- _练习目标_:
根据下面关于多叉树的文本摘录，翻转树的结构时，正确的做法是什么？

- _文本摘录_:
树（多叉树）的建立、遍历、翻转

昨天帮朋友做网易的笔试题（吐槽一下网易的题目有点变态），遇到了一道翻转树的题，于是抽空做了一下。

翻转树的结构，如果在层序遍历时将孩子数组翻转输出并没有改变树的结构，当然你可以先这样输出再建树，这样做会比较麻烦，正确的做法是需要递归翻转每个孩子数组。

void MTree::init(MNode *root) { 
    this->root = root; 
}

MNode* MTree::getNode() { 
    return root; 
}

void MTree::putChild(MNode *node, MNode *parent) {
    parent->children.push_back(node);
    node->Parent = parent;
}
// 先序建树，特点就是父节点都是出现过的，孩子节点都是未出现过的
MTree MTree::construct_tree(vector<vector<int>> root){
    MTree tree;
    if(root.empty()){
        cout << "empty" << endl;
        return tree;
    } 
    MNode* node = new MNode;
    node->element = root[0][0];
    node->Parent = nullptr;
    tree.init(node);
    mp[root[0][0]] = node;
    for(int i = 1; i < root.size(); i++){   
        MNode* node = new MNode;
        node->element = root[i][0];
        mp[root[i][0]] = node;
        tree.putChild(node, mp[root[i][1]]);
    }
    return tree;
}
// 先序遍历
void MTree::pre_tranversal() {
    this->pre_tranversal(this->root);
}

void MTree::pre_tranversal(MNode *root) {
    vector<MNode*> nodes = root->children;
    if(root->Parent == nullptr){
        pre_order.push_back({root->element, 0});
        cout << root->element << "," ;
    }
    else{
        pre_order.push_back({root->element, root->Parent->element});
        cout << root->element << "," ;
    }
    for (int i = 0; i < nodes.size(); i++) {
        if (nodes[i]->children.size() > 0)

- _数据集_:
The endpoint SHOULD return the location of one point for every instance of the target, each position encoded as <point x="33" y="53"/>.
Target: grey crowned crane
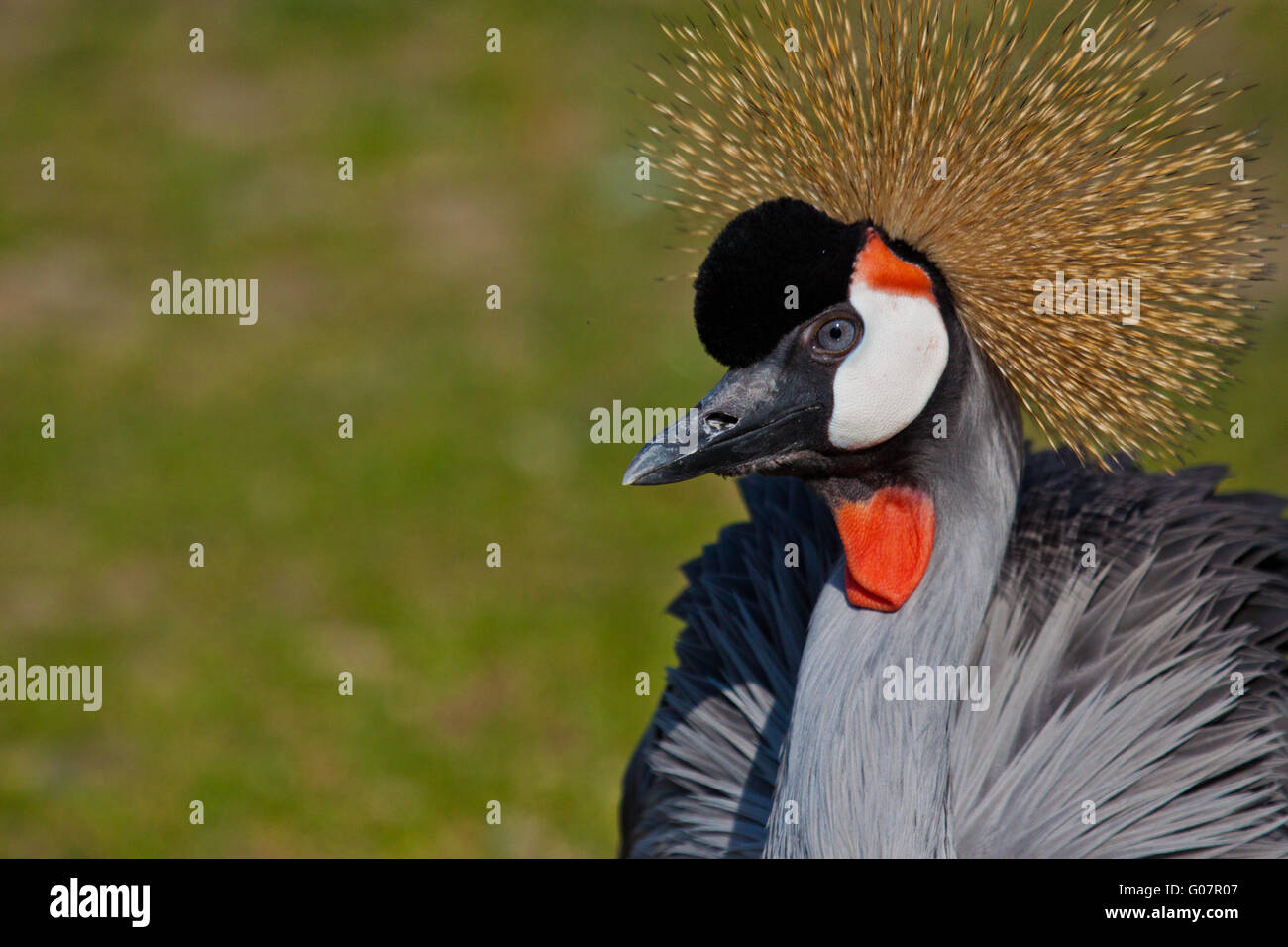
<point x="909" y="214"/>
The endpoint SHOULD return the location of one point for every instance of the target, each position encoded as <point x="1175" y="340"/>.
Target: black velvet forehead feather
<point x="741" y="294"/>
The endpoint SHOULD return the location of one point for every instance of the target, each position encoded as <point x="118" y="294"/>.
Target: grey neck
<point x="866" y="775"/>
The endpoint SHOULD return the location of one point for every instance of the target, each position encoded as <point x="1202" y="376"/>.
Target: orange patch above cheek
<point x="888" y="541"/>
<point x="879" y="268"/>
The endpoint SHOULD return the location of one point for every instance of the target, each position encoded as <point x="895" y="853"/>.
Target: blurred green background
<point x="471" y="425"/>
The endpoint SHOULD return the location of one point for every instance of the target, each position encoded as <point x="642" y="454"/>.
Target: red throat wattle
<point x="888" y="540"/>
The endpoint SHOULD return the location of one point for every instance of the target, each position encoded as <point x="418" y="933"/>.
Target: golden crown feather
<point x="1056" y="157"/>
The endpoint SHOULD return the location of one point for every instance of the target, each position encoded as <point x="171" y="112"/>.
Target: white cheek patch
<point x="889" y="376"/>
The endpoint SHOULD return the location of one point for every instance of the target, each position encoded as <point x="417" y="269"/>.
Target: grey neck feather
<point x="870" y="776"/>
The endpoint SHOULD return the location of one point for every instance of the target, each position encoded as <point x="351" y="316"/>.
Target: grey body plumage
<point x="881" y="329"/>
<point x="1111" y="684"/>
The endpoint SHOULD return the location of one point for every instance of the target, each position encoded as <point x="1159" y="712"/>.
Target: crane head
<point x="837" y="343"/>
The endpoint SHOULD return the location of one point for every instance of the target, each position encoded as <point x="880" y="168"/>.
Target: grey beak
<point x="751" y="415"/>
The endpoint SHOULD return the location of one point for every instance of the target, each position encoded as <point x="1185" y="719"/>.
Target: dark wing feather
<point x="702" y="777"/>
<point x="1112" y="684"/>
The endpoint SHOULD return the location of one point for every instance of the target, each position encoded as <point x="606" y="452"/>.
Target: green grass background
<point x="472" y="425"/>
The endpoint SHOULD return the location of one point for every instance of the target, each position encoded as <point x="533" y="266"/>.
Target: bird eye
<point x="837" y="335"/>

- _回答_:
需要递归翻转每个孩子数组。